▸ WORK REQUIRED: Format each line of the data below as one string in a JSON list, one string per line, leaving out blank lines.

▸ RECORDS TO PROCESS:
☆ ☆ ☆ ☆ ☆ ☆ ☆
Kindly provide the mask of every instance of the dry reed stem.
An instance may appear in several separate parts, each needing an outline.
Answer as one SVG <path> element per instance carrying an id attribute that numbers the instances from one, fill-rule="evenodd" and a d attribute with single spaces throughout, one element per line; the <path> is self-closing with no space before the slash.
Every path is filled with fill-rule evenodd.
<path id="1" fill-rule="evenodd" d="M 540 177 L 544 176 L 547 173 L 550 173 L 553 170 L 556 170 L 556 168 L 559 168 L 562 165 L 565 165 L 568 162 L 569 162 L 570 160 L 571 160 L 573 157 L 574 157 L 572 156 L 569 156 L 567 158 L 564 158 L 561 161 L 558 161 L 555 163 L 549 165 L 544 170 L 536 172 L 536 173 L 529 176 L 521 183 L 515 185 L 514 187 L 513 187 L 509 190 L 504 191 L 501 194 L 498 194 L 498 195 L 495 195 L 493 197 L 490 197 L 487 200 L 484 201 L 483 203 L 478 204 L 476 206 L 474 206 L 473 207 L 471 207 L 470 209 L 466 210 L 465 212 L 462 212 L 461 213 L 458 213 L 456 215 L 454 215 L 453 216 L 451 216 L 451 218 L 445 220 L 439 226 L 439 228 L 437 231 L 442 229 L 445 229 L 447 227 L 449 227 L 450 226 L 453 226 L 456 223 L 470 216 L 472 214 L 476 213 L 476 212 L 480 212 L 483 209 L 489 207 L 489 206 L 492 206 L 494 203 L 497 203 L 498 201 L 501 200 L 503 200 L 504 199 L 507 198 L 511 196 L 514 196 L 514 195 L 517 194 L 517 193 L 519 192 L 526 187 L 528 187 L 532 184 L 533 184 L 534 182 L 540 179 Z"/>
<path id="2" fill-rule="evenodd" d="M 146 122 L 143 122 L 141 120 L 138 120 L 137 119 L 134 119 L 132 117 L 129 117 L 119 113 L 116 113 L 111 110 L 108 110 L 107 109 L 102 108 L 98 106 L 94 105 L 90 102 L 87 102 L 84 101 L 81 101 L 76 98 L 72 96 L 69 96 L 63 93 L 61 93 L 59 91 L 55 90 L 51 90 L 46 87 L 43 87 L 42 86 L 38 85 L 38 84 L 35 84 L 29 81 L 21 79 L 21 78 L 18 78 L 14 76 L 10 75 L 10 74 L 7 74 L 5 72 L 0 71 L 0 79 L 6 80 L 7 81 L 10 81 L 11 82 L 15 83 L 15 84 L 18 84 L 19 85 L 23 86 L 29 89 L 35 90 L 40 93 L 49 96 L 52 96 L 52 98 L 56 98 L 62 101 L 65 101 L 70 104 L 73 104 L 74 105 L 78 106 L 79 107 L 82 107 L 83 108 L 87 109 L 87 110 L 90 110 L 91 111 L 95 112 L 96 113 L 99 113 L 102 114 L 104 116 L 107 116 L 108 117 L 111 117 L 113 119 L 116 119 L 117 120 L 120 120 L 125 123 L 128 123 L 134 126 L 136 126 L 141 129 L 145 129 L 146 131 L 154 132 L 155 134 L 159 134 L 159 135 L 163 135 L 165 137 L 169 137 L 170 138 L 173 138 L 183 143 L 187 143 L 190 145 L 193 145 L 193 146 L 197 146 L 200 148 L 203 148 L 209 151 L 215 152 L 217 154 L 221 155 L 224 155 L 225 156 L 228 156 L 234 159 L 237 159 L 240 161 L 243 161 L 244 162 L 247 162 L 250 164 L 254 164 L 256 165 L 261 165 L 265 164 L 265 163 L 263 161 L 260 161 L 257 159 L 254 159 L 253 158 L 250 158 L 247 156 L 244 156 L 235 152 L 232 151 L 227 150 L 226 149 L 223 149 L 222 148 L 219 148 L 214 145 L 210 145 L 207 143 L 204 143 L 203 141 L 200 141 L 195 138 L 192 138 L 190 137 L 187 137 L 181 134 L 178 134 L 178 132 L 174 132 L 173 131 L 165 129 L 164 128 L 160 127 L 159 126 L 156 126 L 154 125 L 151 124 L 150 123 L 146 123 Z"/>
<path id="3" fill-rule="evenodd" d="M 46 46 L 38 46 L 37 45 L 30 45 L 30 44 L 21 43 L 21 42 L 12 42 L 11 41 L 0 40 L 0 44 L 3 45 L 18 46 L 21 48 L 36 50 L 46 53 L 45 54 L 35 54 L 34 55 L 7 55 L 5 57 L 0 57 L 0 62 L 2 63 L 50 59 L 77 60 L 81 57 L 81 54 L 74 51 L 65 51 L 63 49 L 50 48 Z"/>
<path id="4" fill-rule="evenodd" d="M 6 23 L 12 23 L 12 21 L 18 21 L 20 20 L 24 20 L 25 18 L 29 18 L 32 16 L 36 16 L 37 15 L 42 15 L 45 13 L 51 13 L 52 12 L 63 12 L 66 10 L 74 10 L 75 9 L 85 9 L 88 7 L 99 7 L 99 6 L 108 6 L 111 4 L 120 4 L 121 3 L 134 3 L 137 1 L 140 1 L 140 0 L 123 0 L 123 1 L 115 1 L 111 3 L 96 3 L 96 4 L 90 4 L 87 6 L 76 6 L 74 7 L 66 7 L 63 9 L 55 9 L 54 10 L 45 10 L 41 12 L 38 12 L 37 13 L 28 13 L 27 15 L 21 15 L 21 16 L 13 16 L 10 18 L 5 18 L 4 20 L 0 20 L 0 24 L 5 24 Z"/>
☆ ☆ ☆ ☆ ☆ ☆ ☆
▸ OUTPUT BELOW:
[
  "Kindly provide the mask of every instance of the dry reed stem.",
  "An instance may appear in several separate parts, each needing an outline.",
  "Answer as one SVG <path> element per instance carrying an id attribute that numbers the instances from one, fill-rule=\"evenodd\" and a d attribute with single spaces throughout, one element per line; the <path> is self-closing with no space before the slash.",
  "Every path is filled with fill-rule evenodd.",
  "<path id=\"1\" fill-rule=\"evenodd\" d=\"M 540 177 L 544 176 L 547 173 L 550 173 L 553 170 L 556 170 L 556 168 L 559 168 L 562 165 L 565 165 L 568 162 L 569 162 L 570 160 L 571 160 L 573 157 L 574 157 L 572 156 L 569 156 L 567 158 L 564 158 L 561 161 L 558 161 L 555 163 L 549 165 L 544 170 L 536 172 L 536 173 L 529 176 L 521 183 L 515 185 L 514 187 L 513 187 L 509 190 L 504 191 L 501 194 L 498 194 L 498 195 L 495 195 L 493 197 L 490 197 L 487 200 L 484 201 L 483 203 L 478 204 L 476 206 L 474 206 L 473 207 L 471 207 L 470 209 L 466 210 L 465 212 L 462 212 L 461 213 L 458 213 L 456 215 L 454 215 L 453 216 L 451 216 L 451 218 L 445 220 L 439 226 L 439 228 L 437 231 L 442 229 L 445 229 L 447 227 L 449 227 L 450 226 L 453 226 L 456 223 L 470 216 L 472 214 L 476 213 L 476 212 L 480 212 L 483 209 L 489 207 L 489 206 L 492 206 L 494 203 L 497 203 L 498 201 L 501 200 L 503 200 L 504 199 L 507 198 L 511 196 L 514 196 L 514 195 L 517 194 L 517 193 L 519 192 L 526 187 L 528 187 L 532 184 L 533 184 L 534 182 L 540 179 Z\"/>",
  "<path id=\"2\" fill-rule=\"evenodd\" d=\"M 146 122 L 143 122 L 141 120 L 138 120 L 137 119 L 134 119 L 132 117 L 129 117 L 119 113 L 116 113 L 111 110 L 108 110 L 107 109 L 102 108 L 98 106 L 94 105 L 90 102 L 87 102 L 84 101 L 81 101 L 76 98 L 72 96 L 69 96 L 63 93 L 61 93 L 59 91 L 55 90 L 51 90 L 46 87 L 43 87 L 42 86 L 38 85 L 38 84 L 35 84 L 29 81 L 21 79 L 21 78 L 18 78 L 14 76 L 10 75 L 10 74 L 7 74 L 5 72 L 0 71 L 0 79 L 6 80 L 7 81 L 10 81 L 11 82 L 15 83 L 15 84 L 18 84 L 19 85 L 23 86 L 29 89 L 35 90 L 40 93 L 49 96 L 52 96 L 52 98 L 56 98 L 62 101 L 65 101 L 70 104 L 73 104 L 74 105 L 78 106 L 79 107 L 82 107 L 83 108 L 87 109 L 87 110 L 90 110 L 91 111 L 95 112 L 96 113 L 99 113 L 102 114 L 104 116 L 107 116 L 108 117 L 111 117 L 113 119 L 116 119 L 117 120 L 120 120 L 125 123 L 128 123 L 134 126 L 136 126 L 141 129 L 145 129 L 146 131 L 154 132 L 155 134 L 159 134 L 159 135 L 163 135 L 165 137 L 169 137 L 170 138 L 173 138 L 183 143 L 187 143 L 190 145 L 193 145 L 193 146 L 197 146 L 200 148 L 203 148 L 209 151 L 215 152 L 217 154 L 221 155 L 224 155 L 225 156 L 228 156 L 234 159 L 237 159 L 240 161 L 243 161 L 244 162 L 247 162 L 250 164 L 254 164 L 256 165 L 261 165 L 265 164 L 265 163 L 263 161 L 260 161 L 257 159 L 254 159 L 253 158 L 250 158 L 247 156 L 244 156 L 235 152 L 232 151 L 227 150 L 226 149 L 223 149 L 222 148 L 219 148 L 214 145 L 210 145 L 207 143 L 204 143 L 203 141 L 200 141 L 195 138 L 192 138 L 190 137 L 187 137 L 181 134 L 178 134 L 178 132 L 174 132 L 173 131 L 165 129 L 164 128 L 160 127 L 159 126 L 156 126 L 154 125 L 151 124 L 150 123 L 146 123 Z\"/>",
  "<path id=\"3\" fill-rule=\"evenodd\" d=\"M 46 46 L 38 46 L 37 45 L 30 45 L 30 44 L 21 43 L 21 42 L 12 42 L 11 41 L 0 40 L 0 44 L 3 45 L 18 46 L 21 48 L 36 50 L 46 53 L 45 54 L 35 54 L 34 55 L 7 55 L 5 57 L 0 57 L 0 62 L 2 63 L 50 59 L 77 60 L 81 57 L 81 54 L 74 51 L 65 51 L 63 49 L 50 48 Z\"/>",
  "<path id=\"4\" fill-rule=\"evenodd\" d=\"M 6 23 L 12 23 L 12 21 L 18 21 L 20 20 L 24 20 L 25 18 L 29 18 L 32 16 L 36 16 L 37 15 L 42 15 L 45 13 L 51 13 L 52 12 L 63 12 L 66 10 L 74 10 L 75 9 L 85 9 L 88 7 L 99 7 L 99 6 L 108 6 L 111 4 L 120 4 L 121 3 L 134 3 L 137 1 L 140 1 L 140 0 L 123 0 L 123 1 L 115 1 L 111 3 L 96 3 L 96 4 L 90 4 L 87 6 L 76 6 L 74 7 L 66 7 L 63 9 L 55 9 L 54 10 L 45 10 L 41 12 L 38 12 L 37 13 L 28 13 L 27 15 L 21 15 L 21 16 L 13 16 L 10 18 L 5 18 L 4 20 L 0 20 L 0 24 L 5 24 Z\"/>"
]